§ Written problem
In the data below, reproduce verbatim the lines beginning with the one that contains "Planogram-check task. Target: decorative" and continuing through the one that contains "point(724, 525)", both included.

§ Records
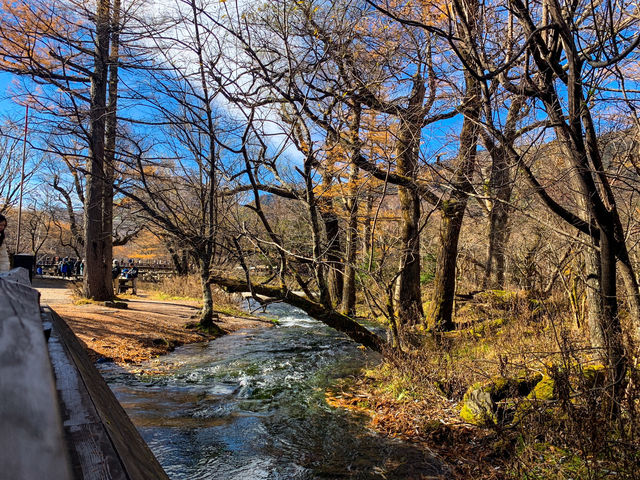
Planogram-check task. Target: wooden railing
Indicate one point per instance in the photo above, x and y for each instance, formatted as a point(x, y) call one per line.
point(32, 441)
point(58, 418)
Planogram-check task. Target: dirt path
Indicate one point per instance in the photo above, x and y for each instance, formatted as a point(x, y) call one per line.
point(145, 329)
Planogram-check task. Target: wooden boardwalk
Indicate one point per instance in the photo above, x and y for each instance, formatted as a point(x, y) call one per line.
point(58, 417)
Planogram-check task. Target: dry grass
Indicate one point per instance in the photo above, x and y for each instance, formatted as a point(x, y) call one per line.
point(418, 396)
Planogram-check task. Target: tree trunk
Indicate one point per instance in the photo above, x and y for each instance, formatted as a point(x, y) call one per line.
point(500, 190)
point(334, 251)
point(207, 315)
point(110, 141)
point(97, 282)
point(440, 316)
point(348, 306)
point(408, 294)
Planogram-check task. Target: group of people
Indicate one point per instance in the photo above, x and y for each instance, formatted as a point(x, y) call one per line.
point(68, 267)
point(128, 272)
point(4, 254)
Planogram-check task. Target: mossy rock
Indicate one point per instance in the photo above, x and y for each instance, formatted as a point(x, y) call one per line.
point(544, 390)
point(498, 298)
point(480, 402)
point(594, 376)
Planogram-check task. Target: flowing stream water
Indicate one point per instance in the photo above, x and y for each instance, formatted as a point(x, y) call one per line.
point(251, 406)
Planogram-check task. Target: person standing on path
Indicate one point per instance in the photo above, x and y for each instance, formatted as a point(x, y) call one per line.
point(4, 255)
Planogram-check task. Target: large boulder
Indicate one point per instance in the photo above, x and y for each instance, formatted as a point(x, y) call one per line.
point(484, 402)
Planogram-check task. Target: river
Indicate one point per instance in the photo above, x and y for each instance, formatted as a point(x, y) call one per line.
point(251, 406)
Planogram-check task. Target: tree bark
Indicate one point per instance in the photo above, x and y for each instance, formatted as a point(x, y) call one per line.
point(500, 189)
point(110, 140)
point(97, 282)
point(408, 294)
point(348, 306)
point(440, 315)
point(207, 315)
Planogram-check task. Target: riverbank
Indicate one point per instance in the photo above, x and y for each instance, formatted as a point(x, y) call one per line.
point(146, 329)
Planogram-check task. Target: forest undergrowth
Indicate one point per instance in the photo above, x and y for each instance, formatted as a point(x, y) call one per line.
point(514, 392)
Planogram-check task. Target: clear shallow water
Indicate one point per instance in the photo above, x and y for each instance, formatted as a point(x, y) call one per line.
point(251, 406)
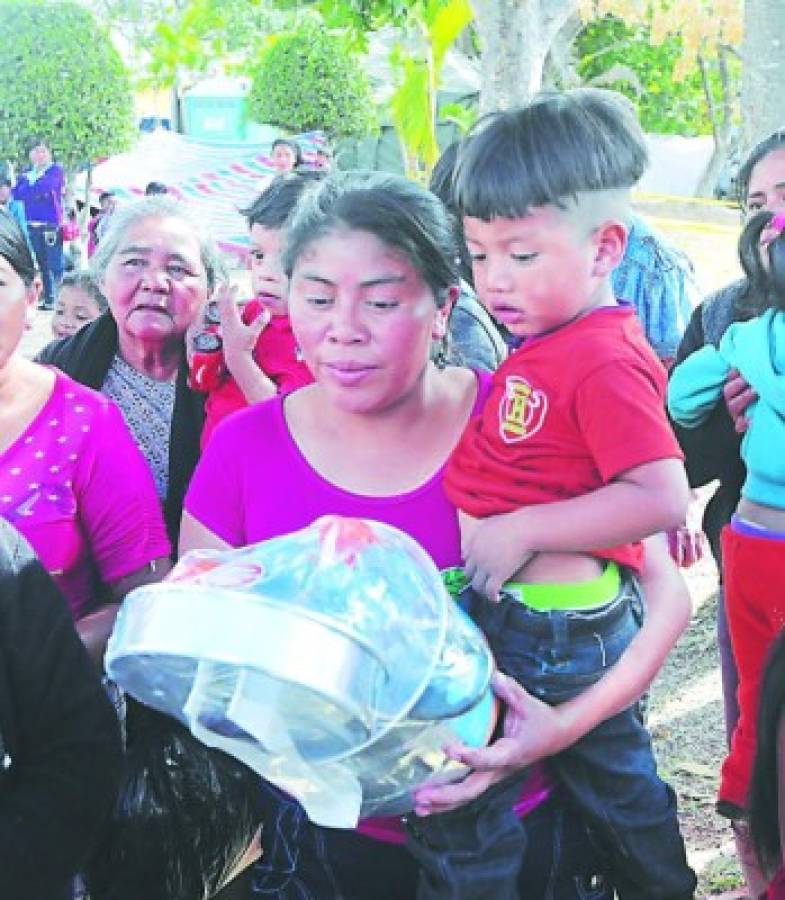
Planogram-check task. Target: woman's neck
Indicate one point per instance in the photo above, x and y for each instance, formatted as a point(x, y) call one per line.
point(158, 361)
point(392, 422)
point(13, 380)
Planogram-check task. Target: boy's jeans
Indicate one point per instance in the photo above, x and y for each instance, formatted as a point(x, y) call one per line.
point(610, 773)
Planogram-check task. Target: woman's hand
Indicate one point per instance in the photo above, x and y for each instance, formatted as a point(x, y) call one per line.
point(738, 396)
point(686, 546)
point(532, 731)
point(493, 551)
point(239, 339)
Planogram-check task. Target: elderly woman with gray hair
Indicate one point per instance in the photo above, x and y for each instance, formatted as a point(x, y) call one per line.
point(156, 269)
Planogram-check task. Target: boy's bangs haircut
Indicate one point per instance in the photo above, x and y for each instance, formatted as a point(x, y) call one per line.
point(558, 147)
point(272, 208)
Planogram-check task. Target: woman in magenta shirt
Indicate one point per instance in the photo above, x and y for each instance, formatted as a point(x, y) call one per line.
point(372, 278)
point(71, 478)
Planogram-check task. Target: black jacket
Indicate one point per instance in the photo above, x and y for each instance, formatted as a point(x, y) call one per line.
point(87, 357)
point(60, 753)
point(713, 449)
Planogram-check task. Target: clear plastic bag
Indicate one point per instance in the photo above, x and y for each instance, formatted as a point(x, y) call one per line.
point(332, 661)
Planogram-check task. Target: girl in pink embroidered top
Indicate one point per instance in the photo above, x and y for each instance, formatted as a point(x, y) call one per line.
point(370, 263)
point(71, 478)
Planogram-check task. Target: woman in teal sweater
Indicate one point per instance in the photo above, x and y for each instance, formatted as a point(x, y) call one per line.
point(753, 544)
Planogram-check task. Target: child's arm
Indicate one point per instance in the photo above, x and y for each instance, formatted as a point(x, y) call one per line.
point(239, 341)
point(696, 385)
point(640, 502)
point(533, 730)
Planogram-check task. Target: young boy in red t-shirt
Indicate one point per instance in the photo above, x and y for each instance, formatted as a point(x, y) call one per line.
point(577, 411)
point(243, 357)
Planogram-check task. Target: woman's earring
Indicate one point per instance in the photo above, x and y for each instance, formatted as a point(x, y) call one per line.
point(441, 353)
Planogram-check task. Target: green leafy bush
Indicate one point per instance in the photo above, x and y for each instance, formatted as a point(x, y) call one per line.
point(666, 104)
point(61, 79)
point(311, 79)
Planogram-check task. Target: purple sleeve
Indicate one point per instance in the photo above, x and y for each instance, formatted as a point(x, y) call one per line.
point(215, 495)
point(51, 182)
point(119, 510)
point(21, 189)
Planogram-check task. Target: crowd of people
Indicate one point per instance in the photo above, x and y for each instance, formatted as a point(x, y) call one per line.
point(483, 365)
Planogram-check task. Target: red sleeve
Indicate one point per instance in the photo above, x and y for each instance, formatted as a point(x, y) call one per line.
point(620, 408)
point(119, 510)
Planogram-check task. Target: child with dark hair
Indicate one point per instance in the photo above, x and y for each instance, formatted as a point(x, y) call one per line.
point(753, 548)
point(571, 464)
point(286, 155)
point(79, 301)
point(185, 824)
point(247, 357)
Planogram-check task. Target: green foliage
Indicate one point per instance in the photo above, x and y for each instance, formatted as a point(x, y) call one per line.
point(437, 24)
point(311, 78)
point(459, 114)
point(187, 41)
point(609, 50)
point(62, 79)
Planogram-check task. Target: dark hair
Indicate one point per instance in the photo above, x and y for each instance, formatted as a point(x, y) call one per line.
point(548, 152)
point(274, 205)
point(14, 248)
point(441, 184)
point(764, 791)
point(293, 145)
point(399, 212)
point(184, 816)
point(763, 289)
point(84, 281)
point(775, 141)
point(155, 187)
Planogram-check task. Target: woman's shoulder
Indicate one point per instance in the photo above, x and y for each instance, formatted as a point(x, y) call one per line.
point(15, 552)
point(79, 398)
point(244, 430)
point(721, 308)
point(87, 354)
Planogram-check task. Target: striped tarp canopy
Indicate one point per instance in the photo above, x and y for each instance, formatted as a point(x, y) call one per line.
point(216, 179)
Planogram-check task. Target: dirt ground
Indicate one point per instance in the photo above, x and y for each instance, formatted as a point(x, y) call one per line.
point(686, 708)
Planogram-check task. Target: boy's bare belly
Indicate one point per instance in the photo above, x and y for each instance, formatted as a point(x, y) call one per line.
point(559, 568)
point(766, 516)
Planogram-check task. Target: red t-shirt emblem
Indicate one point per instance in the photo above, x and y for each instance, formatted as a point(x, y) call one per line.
point(521, 411)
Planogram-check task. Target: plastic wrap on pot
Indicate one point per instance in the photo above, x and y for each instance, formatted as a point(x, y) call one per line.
point(331, 661)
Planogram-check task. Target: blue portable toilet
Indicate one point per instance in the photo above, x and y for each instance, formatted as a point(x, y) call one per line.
point(215, 109)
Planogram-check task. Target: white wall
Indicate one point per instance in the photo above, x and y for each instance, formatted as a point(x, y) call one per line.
point(677, 164)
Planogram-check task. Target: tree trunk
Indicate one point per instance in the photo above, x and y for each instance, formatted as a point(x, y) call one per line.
point(721, 116)
point(516, 36)
point(763, 55)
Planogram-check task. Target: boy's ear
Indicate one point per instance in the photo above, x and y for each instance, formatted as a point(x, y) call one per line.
point(610, 241)
point(442, 319)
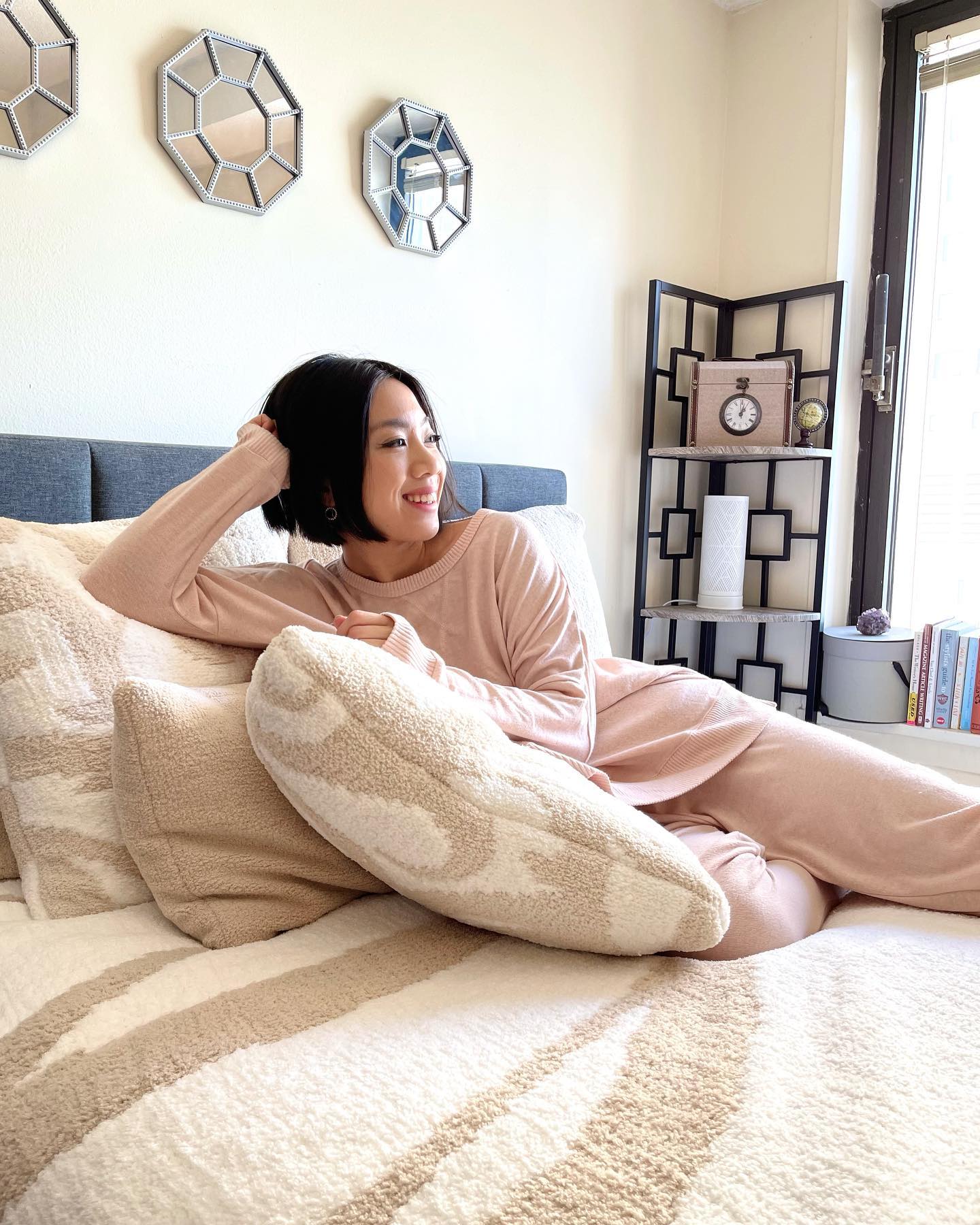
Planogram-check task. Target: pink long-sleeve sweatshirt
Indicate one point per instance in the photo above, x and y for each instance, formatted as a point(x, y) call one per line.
point(493, 620)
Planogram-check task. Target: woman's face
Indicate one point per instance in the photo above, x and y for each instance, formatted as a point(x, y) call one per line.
point(404, 457)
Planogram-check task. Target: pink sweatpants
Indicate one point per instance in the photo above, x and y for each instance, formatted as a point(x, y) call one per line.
point(805, 815)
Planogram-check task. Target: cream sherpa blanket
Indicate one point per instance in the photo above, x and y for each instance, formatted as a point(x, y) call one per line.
point(385, 1064)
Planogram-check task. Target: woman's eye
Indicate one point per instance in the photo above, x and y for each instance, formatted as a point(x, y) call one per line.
point(396, 441)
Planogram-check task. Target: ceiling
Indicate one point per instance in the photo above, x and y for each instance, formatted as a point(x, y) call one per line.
point(738, 5)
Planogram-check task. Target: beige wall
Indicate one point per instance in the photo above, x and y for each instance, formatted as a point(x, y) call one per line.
point(612, 142)
point(135, 312)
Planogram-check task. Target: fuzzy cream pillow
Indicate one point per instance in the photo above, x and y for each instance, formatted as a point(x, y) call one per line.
point(428, 793)
point(227, 858)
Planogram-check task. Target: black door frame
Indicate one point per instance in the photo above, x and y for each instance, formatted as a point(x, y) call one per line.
point(879, 440)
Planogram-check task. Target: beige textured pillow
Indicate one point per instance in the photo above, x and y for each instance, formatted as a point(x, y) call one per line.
point(565, 532)
point(226, 855)
point(425, 791)
point(61, 653)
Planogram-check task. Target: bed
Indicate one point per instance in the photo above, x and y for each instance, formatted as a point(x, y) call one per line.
point(386, 1064)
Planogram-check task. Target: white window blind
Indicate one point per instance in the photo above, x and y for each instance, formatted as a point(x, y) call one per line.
point(949, 54)
point(936, 544)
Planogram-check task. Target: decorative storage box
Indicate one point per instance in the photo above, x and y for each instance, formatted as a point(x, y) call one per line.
point(866, 676)
point(741, 404)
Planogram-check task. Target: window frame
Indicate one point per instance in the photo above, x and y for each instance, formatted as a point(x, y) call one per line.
point(892, 251)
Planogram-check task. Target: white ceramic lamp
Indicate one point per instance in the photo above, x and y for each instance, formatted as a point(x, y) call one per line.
point(724, 525)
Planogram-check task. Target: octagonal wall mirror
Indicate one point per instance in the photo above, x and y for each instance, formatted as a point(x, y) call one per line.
point(231, 122)
point(418, 178)
point(38, 75)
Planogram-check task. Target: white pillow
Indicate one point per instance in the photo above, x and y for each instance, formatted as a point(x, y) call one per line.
point(565, 532)
point(427, 793)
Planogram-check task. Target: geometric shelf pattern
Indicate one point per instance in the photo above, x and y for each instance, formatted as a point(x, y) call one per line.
point(418, 178)
point(231, 122)
point(38, 75)
point(663, 396)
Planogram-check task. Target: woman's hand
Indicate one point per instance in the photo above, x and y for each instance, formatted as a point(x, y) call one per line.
point(370, 627)
point(266, 423)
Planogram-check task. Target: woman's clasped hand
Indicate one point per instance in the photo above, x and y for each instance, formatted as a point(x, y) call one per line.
point(370, 627)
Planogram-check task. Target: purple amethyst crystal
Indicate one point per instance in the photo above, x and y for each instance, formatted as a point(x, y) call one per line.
point(874, 621)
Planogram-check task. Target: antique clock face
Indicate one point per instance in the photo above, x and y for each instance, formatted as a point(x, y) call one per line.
point(740, 413)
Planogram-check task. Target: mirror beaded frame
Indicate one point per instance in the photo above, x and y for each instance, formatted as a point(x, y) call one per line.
point(261, 182)
point(35, 107)
point(431, 227)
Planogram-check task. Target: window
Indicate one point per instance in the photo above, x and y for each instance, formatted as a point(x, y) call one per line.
point(918, 511)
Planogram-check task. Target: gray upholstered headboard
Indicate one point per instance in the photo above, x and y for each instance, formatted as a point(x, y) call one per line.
point(76, 480)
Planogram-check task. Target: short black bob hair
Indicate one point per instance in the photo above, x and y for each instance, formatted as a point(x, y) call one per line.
point(321, 410)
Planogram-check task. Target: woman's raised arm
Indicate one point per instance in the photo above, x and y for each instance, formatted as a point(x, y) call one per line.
point(152, 571)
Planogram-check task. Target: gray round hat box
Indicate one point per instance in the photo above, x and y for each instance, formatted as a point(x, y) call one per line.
point(866, 676)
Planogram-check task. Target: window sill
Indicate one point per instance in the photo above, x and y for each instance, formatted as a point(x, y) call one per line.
point(955, 753)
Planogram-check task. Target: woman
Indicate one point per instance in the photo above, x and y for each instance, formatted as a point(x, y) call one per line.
point(784, 815)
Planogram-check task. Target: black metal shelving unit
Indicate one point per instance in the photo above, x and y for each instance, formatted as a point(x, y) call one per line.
point(718, 462)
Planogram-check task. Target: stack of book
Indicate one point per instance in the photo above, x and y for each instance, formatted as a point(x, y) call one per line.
point(945, 683)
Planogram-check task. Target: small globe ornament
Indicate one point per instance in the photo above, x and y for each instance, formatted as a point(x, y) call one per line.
point(874, 621)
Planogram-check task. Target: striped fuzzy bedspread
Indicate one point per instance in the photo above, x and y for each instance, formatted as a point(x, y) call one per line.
point(387, 1065)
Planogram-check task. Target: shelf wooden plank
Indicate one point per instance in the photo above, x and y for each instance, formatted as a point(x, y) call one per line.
point(735, 455)
point(690, 612)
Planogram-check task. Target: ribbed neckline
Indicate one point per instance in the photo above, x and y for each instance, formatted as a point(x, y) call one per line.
point(422, 577)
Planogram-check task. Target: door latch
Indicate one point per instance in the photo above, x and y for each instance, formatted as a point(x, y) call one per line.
point(879, 369)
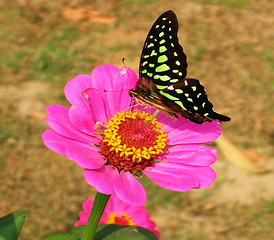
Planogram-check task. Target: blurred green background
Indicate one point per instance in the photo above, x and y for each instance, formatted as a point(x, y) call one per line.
point(229, 45)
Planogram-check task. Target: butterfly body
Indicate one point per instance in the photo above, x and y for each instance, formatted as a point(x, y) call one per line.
point(163, 83)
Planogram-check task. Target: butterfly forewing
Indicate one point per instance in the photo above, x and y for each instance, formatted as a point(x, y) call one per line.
point(163, 59)
point(163, 69)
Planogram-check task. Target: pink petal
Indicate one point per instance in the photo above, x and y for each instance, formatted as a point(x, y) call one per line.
point(59, 121)
point(97, 105)
point(82, 119)
point(170, 176)
point(75, 87)
point(101, 179)
point(183, 131)
point(195, 155)
point(118, 99)
point(129, 190)
point(102, 77)
point(85, 155)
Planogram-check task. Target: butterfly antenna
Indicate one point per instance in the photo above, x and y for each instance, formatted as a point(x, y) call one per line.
point(123, 61)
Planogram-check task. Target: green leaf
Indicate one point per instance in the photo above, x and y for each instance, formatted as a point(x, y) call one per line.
point(11, 225)
point(118, 232)
point(62, 236)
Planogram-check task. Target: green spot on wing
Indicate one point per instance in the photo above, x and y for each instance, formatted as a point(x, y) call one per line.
point(162, 68)
point(180, 104)
point(179, 91)
point(162, 49)
point(160, 87)
point(162, 58)
point(174, 80)
point(153, 53)
point(170, 97)
point(161, 34)
point(162, 41)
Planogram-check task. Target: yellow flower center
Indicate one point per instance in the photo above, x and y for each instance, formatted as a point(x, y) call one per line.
point(121, 219)
point(132, 140)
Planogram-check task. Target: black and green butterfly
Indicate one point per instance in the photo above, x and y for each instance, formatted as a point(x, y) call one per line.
point(162, 71)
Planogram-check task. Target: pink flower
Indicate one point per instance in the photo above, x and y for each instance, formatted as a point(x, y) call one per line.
point(116, 142)
point(119, 212)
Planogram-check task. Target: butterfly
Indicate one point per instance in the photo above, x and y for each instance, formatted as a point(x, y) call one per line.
point(163, 84)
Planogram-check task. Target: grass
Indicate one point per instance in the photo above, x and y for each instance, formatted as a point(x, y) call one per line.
point(228, 44)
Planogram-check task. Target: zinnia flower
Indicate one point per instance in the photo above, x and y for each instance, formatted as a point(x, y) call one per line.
point(115, 141)
point(118, 212)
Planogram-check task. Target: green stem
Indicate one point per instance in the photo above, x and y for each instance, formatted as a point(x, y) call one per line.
point(97, 210)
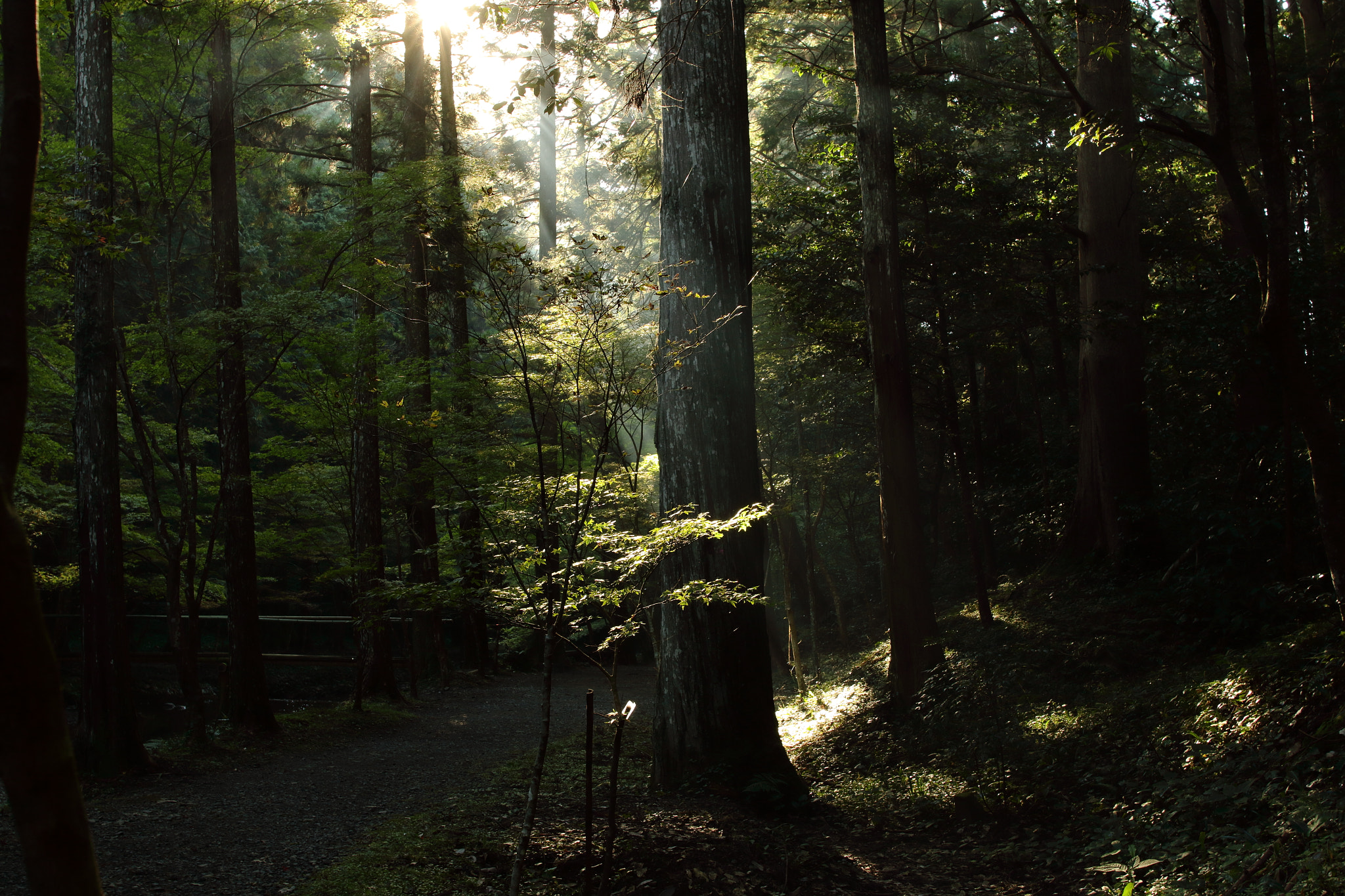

§ Written answer
Planogram-check task. Target: decorative storage box
Indicate one point per instance in the photo above, x and y for each instance, formatted as a point(x, y) call one per line.
point(866, 676)
point(741, 404)
Planogram-check task. Target: window frame
Indicate one point per instance in the photo above, x and y for each instance, formatted as a point(x, y) call one per line.
point(892, 251)
Planogram-check task. Target: white ceramic lamp
Indicate one point per instance in the photo above, x and y for each instance, formatted as a point(x, y) call one per line.
point(724, 525)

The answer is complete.